AVAILABLE DATA -
○ ○ ○ ○ ○ ○ ○
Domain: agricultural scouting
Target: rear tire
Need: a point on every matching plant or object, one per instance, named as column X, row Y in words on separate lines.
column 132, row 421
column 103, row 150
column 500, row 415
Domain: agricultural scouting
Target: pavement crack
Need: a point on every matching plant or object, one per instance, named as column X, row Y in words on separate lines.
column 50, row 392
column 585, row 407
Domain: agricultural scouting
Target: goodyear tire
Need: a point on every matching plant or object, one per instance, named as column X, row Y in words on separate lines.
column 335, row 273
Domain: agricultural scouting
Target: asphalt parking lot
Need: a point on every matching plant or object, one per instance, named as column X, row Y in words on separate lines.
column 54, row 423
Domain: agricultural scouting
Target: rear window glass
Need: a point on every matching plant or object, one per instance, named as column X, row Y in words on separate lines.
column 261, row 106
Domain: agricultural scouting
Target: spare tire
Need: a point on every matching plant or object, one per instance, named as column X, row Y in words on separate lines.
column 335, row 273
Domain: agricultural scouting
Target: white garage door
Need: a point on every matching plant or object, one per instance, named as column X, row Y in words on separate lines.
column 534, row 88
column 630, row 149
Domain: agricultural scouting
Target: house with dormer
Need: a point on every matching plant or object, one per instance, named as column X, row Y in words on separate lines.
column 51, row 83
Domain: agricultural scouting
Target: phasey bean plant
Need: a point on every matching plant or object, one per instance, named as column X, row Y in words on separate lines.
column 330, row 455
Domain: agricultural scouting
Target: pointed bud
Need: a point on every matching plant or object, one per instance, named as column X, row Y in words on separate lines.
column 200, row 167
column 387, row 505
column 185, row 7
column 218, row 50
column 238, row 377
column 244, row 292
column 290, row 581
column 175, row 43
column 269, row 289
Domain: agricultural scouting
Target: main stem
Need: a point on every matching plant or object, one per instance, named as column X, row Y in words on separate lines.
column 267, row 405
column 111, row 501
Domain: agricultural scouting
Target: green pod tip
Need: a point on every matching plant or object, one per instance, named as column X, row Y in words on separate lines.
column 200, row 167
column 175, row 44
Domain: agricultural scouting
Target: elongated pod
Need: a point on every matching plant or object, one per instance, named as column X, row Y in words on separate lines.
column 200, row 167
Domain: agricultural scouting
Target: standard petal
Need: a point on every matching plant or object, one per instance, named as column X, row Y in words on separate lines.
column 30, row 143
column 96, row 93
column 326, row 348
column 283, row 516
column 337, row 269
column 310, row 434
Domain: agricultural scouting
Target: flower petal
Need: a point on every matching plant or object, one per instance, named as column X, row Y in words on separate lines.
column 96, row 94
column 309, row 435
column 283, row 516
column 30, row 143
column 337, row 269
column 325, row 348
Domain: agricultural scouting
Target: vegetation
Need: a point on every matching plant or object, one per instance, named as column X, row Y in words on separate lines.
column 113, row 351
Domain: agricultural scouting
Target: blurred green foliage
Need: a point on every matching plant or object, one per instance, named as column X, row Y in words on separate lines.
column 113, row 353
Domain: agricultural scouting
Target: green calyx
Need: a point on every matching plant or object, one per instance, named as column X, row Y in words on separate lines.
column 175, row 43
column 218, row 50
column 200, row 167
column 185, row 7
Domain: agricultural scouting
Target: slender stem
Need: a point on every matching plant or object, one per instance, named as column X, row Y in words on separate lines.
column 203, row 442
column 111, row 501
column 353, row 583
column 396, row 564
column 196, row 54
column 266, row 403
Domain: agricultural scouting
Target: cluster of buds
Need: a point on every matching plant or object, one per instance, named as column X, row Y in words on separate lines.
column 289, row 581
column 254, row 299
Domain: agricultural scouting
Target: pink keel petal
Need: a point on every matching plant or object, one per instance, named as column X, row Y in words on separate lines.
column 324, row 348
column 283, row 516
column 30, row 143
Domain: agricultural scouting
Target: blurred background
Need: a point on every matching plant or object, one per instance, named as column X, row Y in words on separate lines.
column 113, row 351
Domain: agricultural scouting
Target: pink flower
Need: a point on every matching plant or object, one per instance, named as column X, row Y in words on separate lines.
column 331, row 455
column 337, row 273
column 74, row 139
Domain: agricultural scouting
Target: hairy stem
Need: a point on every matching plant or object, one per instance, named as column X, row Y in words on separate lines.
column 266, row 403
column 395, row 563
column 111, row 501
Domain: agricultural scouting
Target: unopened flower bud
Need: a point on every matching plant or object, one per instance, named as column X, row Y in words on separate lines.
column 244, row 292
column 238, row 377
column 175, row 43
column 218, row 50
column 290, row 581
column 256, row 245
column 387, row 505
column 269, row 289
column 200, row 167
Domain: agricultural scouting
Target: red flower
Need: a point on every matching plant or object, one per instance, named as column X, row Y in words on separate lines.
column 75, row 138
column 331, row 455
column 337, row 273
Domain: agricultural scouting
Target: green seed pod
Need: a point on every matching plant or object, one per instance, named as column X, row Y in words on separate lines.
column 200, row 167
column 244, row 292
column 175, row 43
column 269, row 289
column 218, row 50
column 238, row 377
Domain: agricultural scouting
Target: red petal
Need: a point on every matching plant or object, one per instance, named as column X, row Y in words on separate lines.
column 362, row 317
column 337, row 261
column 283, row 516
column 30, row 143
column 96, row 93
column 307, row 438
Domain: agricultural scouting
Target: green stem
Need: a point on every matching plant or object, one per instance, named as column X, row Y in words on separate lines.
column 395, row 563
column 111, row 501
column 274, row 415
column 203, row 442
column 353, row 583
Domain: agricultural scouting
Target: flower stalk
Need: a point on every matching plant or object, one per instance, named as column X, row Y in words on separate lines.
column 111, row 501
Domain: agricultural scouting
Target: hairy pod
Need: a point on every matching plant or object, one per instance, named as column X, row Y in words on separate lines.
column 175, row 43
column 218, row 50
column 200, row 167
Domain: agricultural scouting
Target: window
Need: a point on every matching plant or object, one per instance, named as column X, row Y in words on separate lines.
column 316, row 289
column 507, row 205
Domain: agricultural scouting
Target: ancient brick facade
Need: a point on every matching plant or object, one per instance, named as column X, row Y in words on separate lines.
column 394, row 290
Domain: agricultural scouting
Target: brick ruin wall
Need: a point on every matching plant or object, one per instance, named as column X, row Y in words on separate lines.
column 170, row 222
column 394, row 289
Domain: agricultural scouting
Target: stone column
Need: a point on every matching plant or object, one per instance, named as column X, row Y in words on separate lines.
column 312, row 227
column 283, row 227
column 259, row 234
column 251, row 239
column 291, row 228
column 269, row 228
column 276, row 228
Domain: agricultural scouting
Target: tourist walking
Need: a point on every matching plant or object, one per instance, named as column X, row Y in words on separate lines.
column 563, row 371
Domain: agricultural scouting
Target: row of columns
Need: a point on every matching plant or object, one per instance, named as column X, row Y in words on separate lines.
○ ○ ○ ○ ○ ○ ○
WHAT YOU NEED TO DO -
Restate the whole listing exactly, leaving out nothing.

ANSWER TO THIS TASK -
Domain: agricultural scouting
Target: rear tire
Need: a point on every matching plant or object, one per instance, named as column X, row Y in words on separate lines.
column 132, row 421
column 103, row 150
column 500, row 415
Domain: agricultural scouting
Target: pavement crack
Need: a point on every matching plant or object, one per instance, named as column X, row Y in words on separate lines.
column 50, row 392
column 585, row 407
Domain: agricultural scouting
Target: goodyear tire
Need: a point on every matching plant or object, one per instance, named as column X, row Y in words on separate lines.
column 335, row 273
Domain: agricultural scouting
Target: asphalt parking lot
Need: a point on every matching plant or object, one per instance, named as column X, row Y in words on separate lines.
column 54, row 423
Domain: agricultural scouting
Target: rear window glass
Need: a point on every matching plant or object, one per instance, named as column X, row Y in words on separate lines.
column 261, row 106
Domain: agricultural scouting
Target: spare tire
Need: a point on every matching plant or object, one per instance, named as column X, row Y in words on separate lines.
column 335, row 273
Domain: agricultural scouting
Target: white garage door
Need: a point on every matching plant or object, one per instance, named as column X, row Y in words on separate lines.
column 534, row 88
column 630, row 149
Domain: agricultural scouting
Target: house with dormer
Need: a point on every matching plant or object, one per instance, named as column X, row Y in words on separate lines.
column 51, row 83
Domain: agricultural scouting
Target: phasey bean plant
Need: a point on every matching plant or object, one per instance, named as column X, row Y in words on separate lines.
column 330, row 455
Domain: agricultural scouting
Target: pointed bud
Need: a point on every matching plant or object, one per instance, named as column X, row Y in words on separate lines.
column 200, row 167
column 387, row 505
column 185, row 7
column 218, row 50
column 238, row 377
column 244, row 292
column 290, row 581
column 175, row 43
column 269, row 289
Domain: agricultural scouting
Target: main stem
Need: a point on every matching plant or object, one per instance, named as column X, row Y in words on separate lines.
column 267, row 405
column 111, row 501
Domain: agricultural scouting
Target: green pod tip
Need: a point on every matching plant or object, one per instance, named as column X, row Y in words on separate lines.
column 200, row 167
column 175, row 44
Domain: agricultural scouting
Target: elongated pod
Need: a point on every matching plant or object, one per instance, named as column X, row Y in words on separate lines.
column 200, row 167
Domain: agricultural scouting
Target: standard petal
Need: a point on every matching plant or object, one per instance, named as column X, row Y in words on separate lines.
column 30, row 143
column 96, row 93
column 326, row 348
column 283, row 516
column 337, row 269
column 310, row 434
Domain: agricultural scouting
Target: flower petal
Need: a point on every matching plant or object, one per instance, named as column X, row Y in words on separate lines.
column 96, row 94
column 309, row 435
column 283, row 516
column 30, row 143
column 337, row 269
column 325, row 348
Domain: agricultural scouting
Target: vegetation
Need: a point on every matching plant or object, one per instance, named as column X, row Y in words on separate lines.
column 113, row 351
Domain: agricultural scouting
Target: blurred green foliage
Need: a point on every matching plant or object, one per instance, named as column X, row Y in words on separate lines.
column 113, row 353
Domain: agricultural scouting
Target: green calyx
Need: a point on every matching plant or object, one per instance, named as column X, row Y in words on separate lines.
column 175, row 43
column 218, row 50
column 200, row 167
column 185, row 7
Domain: agricultural scouting
Target: slender stem
Need: a point on every matching plant or object, one per instance, named as column X, row Y in words on separate lines.
column 203, row 442
column 111, row 501
column 353, row 583
column 396, row 564
column 196, row 54
column 266, row 403
Domain: agricultural scouting
Target: cluster of buds
Need: a point on every matching plant or object, one per instance, named as column X, row Y in words on separate lines.
column 289, row 581
column 254, row 299
Domain: agricultural scouting
Target: pink keel petal
Need: a point on every matching plant or object, one per instance, named as column X, row Y in words on separate lines.
column 324, row 348
column 283, row 516
column 30, row 143
Domain: agricultural scouting
Target: blurred background
Need: a point on every matching plant or object, one per instance, named as column X, row Y in words on separate lines.
column 113, row 351
Domain: agricultural scouting
Target: pink flower
Need: a point on every matching plant or object, one per instance, named as column X, row Y in words on separate lines.
column 331, row 455
column 337, row 273
column 74, row 139
Domain: agricultural scouting
Target: hairy stem
Need: a point on every matching plant or object, one per instance, named as column X, row Y in words on separate lines.
column 266, row 403
column 395, row 563
column 111, row 501
Domain: agricultural scouting
Target: unopened flower bud
Need: a point on every matching plant or object, one per instance, named as column X, row Y in words on separate lines.
column 244, row 292
column 238, row 377
column 175, row 43
column 218, row 50
column 290, row 581
column 256, row 245
column 387, row 505
column 269, row 289
column 200, row 167
Domain: agricultural scouting
Target: red flower
Need: a point on every matching plant or object, one per instance, named as column X, row Y in words on separate lines.
column 75, row 138
column 331, row 455
column 337, row 273
Domain: agricultural scouting
Target: green seed pod
Need: a point on every matching plant or object, one per instance, named as column X, row Y in words on separate lines.
column 200, row 167
column 244, row 292
column 175, row 43
column 269, row 289
column 218, row 50
column 238, row 377
Domain: agricultural scouting
Target: red petal
Need: a point on every matching plant or object, one per instance, named as column X, row Y in words on separate lines.
column 362, row 317
column 337, row 261
column 283, row 516
column 30, row 143
column 96, row 93
column 307, row 438
Domain: agricultural scouting
Target: green stem
Need: a point on every matching plant or object, one per instance, named as column X, row Y in words on separate lines.
column 395, row 563
column 111, row 501
column 274, row 415
column 203, row 442
column 353, row 583
Domain: agricultural scouting
Target: flower stalk
Need: a point on every matching plant or object, one per instance, named as column X, row Y in words on separate lines.
column 111, row 501
Domain: agricultural scouting
Target: hairy pod
Need: a point on every matching plant or object, one per instance, named as column X, row Y in words on separate lines.
column 175, row 43
column 218, row 50
column 200, row 167
Domain: agricultural scouting
Target: window
Need: a point on every matching plant or object, one per instance, named as column X, row Y in words on separate lines.
column 316, row 289
column 507, row 205
Domain: agricultural scouting
Target: ancient brick facade
Need: a point on every matching plant or object, one per instance, named as column X, row Y in words on separate lines.
column 394, row 290
Domain: agricultural scouting
Target: brick ruin wall
Need: a point on every matching plant or object, one per instance, named as column X, row Y in words on separate lines.
column 170, row 222
column 394, row 289
Domain: agricultural scouting
Target: stone column
Need: a point on every matching plant or object, one per instance, named as column X, row Y in words on separate lines.
column 312, row 227
column 283, row 227
column 259, row 234
column 251, row 239
column 291, row 228
column 269, row 228
column 276, row 228
Domain: agricultural scouting
Target: tourist walking
Need: a point on every matching plant or object, one per instance, named as column X, row Y in words on separate lines.
column 563, row 371
Domain: agricultural scouting
Target: row of columns
Need: a point on every matching plant or object, one per instance, named as column X, row Y in words on separate lines.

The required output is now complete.